YOUR OBJECTIVE: Rewrite the material from its first line through the line containing "left=654, top=169, right=682, bottom=202", both included, switching "flower bud" to "leaf bud" and changing nothing else. Leave the pictures out of your answer.

DATA FOR THIS TASK:
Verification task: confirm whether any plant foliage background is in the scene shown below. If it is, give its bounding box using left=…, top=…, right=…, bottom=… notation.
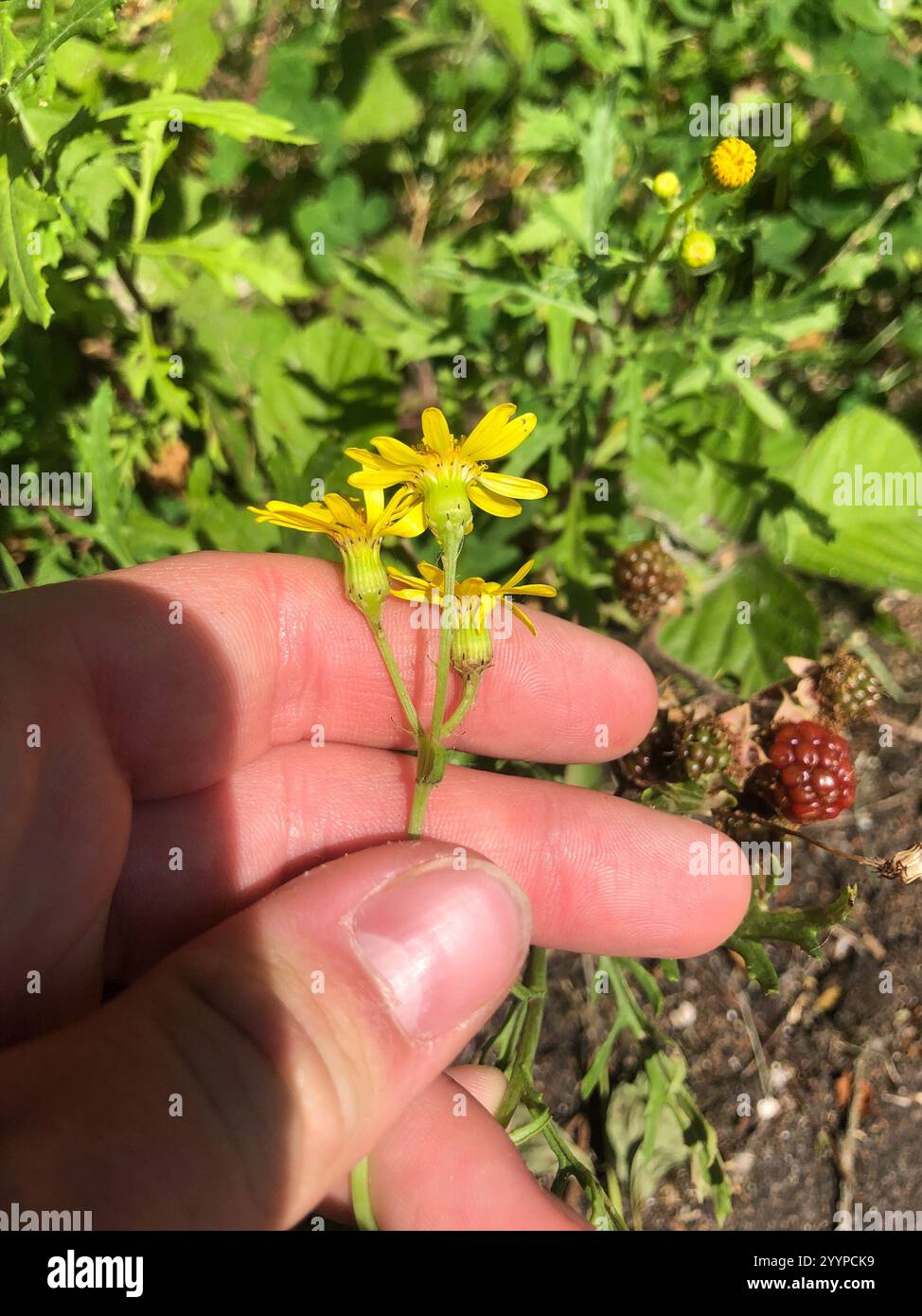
left=0, top=0, right=922, bottom=692
left=0, top=0, right=922, bottom=1216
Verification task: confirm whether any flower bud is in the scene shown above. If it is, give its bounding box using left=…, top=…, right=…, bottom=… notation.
left=679, top=229, right=717, bottom=270
left=654, top=169, right=682, bottom=202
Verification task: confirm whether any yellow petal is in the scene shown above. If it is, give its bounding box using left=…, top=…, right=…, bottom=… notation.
left=467, top=483, right=523, bottom=516
left=348, top=467, right=404, bottom=489
left=477, top=471, right=547, bottom=499
left=247, top=502, right=334, bottom=534
left=362, top=489, right=383, bottom=525
left=503, top=584, right=558, bottom=598
left=389, top=493, right=426, bottom=540
left=463, top=412, right=538, bottom=462
left=462, top=402, right=516, bottom=462
left=511, top=603, right=538, bottom=635
left=503, top=558, right=534, bottom=594
left=422, top=407, right=452, bottom=456
left=416, top=562, right=445, bottom=590
left=324, top=493, right=360, bottom=530
left=371, top=436, right=426, bottom=471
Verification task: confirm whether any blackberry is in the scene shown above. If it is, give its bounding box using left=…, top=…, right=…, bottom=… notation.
left=712, top=806, right=777, bottom=844
left=817, top=649, right=884, bottom=728
left=614, top=540, right=685, bottom=621
left=756, top=721, right=855, bottom=823
left=676, top=718, right=733, bottom=782
left=618, top=713, right=672, bottom=786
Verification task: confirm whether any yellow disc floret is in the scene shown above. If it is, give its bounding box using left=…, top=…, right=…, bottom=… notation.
left=703, top=137, right=756, bottom=192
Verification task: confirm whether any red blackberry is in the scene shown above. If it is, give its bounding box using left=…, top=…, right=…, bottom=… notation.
left=817, top=649, right=884, bottom=726
left=614, top=540, right=685, bottom=621
left=757, top=721, right=855, bottom=823
left=676, top=718, right=733, bottom=782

REPLY TO THE EXERCISE:
Verification task: confirm whether any plant foliage background is in the scene shown below. If it is, give its bounding box using left=…, top=…, right=…, bottom=… notation.
left=0, top=0, right=922, bottom=692
left=0, top=0, right=922, bottom=1216
Verification task: confirm whether any leaf bud is in the scene shown above. If it is, give its bounding box using left=…, top=…, right=…, bottom=… notation.
left=679, top=229, right=717, bottom=270
left=654, top=169, right=682, bottom=202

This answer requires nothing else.